PASSAGE TO READ:
________________________________________
Breathing air containing about half the usual percentage of oxygen can reverse mitochondrial disease in mice.
Previous work by the same team had found that breathing low oxygen before disease onset could extend lifespan and delay symptoms in a mouse model of Leigh disease. However the new study shows that low oxygen can reverse existing damage in mice with advanced Leigh disease.
'We found, much to our surprise and delight, that we could actually reverse advanced disease,' said Professor Vasmi Mootha of the Howard Hughes Medical Institute, who led the study. 'I don't think anybody thought that these types of neurological diseases could be reversible.'
Leigh Syndrome usually appears within the first year of life, although some adult onset forms do exist, and is characterised by a lack of growth and development, and progressive brain lesions and loss of motor skills, with a life expectancy of only three years. There are currently no proven treatments for most forms of the disease.
The team of scientists showed that mice with a version of Leigh Syndrome (the most common paediatric mitochondrial disease) made to breathe air with a low level of oxygen (11 percent) lived an average of 270 days - nearly four and a half times longer than those breathing normal levels of oxygen, which survived only around 60 days.
________________________________________
AVAILABLE DATA:
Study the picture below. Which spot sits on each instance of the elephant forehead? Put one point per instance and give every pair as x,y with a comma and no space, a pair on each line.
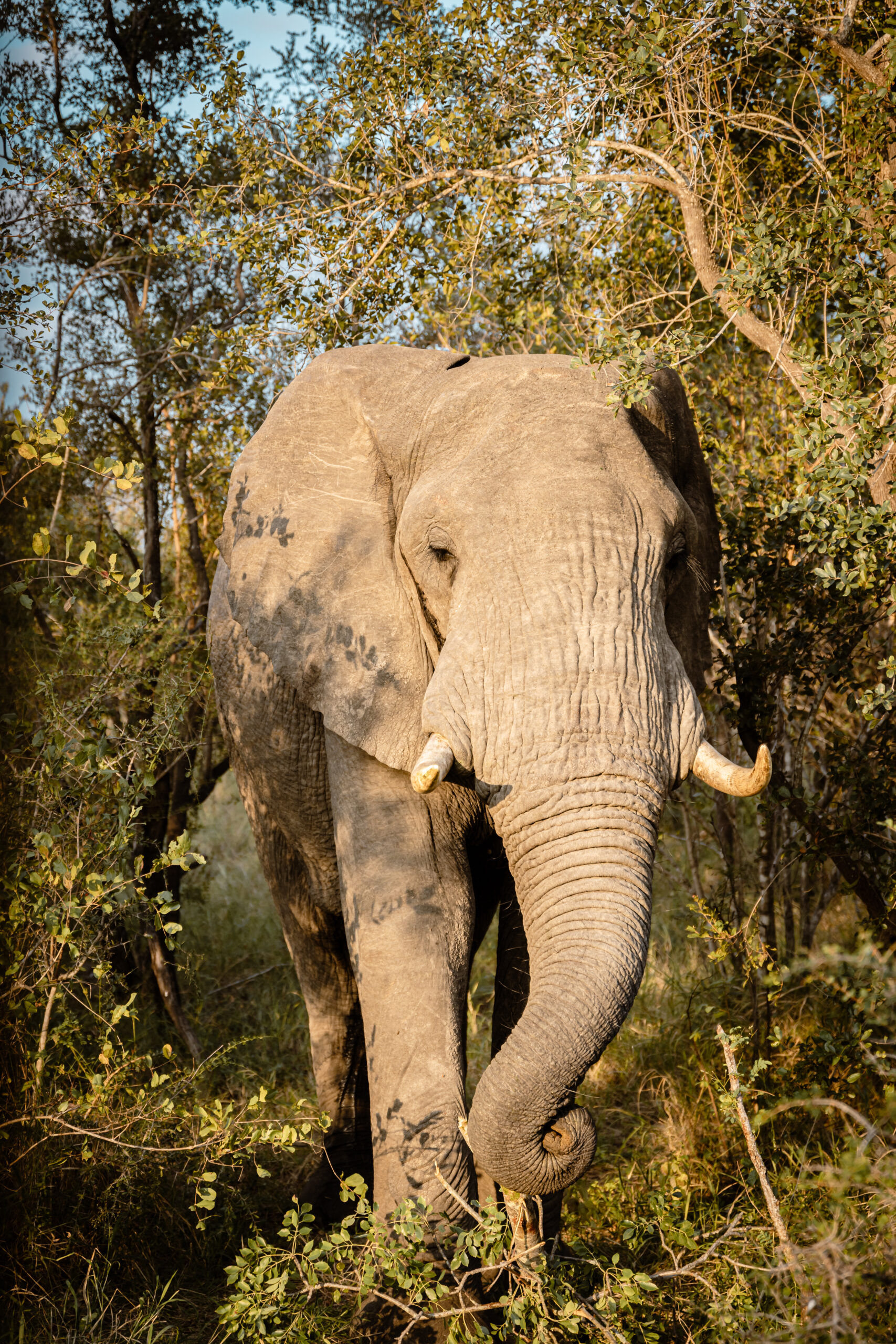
559,498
________________________________________
EXERCISES:
A) In the Leigh disease passage, how long did mice breathing 11 percent oxygen live on average?
B) Swap "advanced" for "late-stage" in the Leigh disease passage, starting with "Previous work by" and going on through "of the disease.".
The lines are not needed here.

SOLUTIONS TO THE PROBLEMS:
A) 270 days

B)
Previous work by the same team had found that breathing low oxygen before disease onset could extend lifespan and delay symptoms in a mouse model of Leigh disease. However the new study shows that low oxygen can reverse existing damage in mice with late-stage Leigh disease.
'We found, much to our surprise and delight, that we could actually reverse late-stage disease,' said Professor Vasmi Mootha of the Howard Hughes Medical Institute, who led the study. 'I don't think anybody thought that these types of neurological diseases could be reversible.'
Leigh Syndrome usually appears within the first year of life, although some adult onset forms do exist, and is characterised by a lack of growth and development, and progressive brain lesions and loss of motor skills, with a life expectancy of only three years. There are currently no proven treatments for most forms of the disease.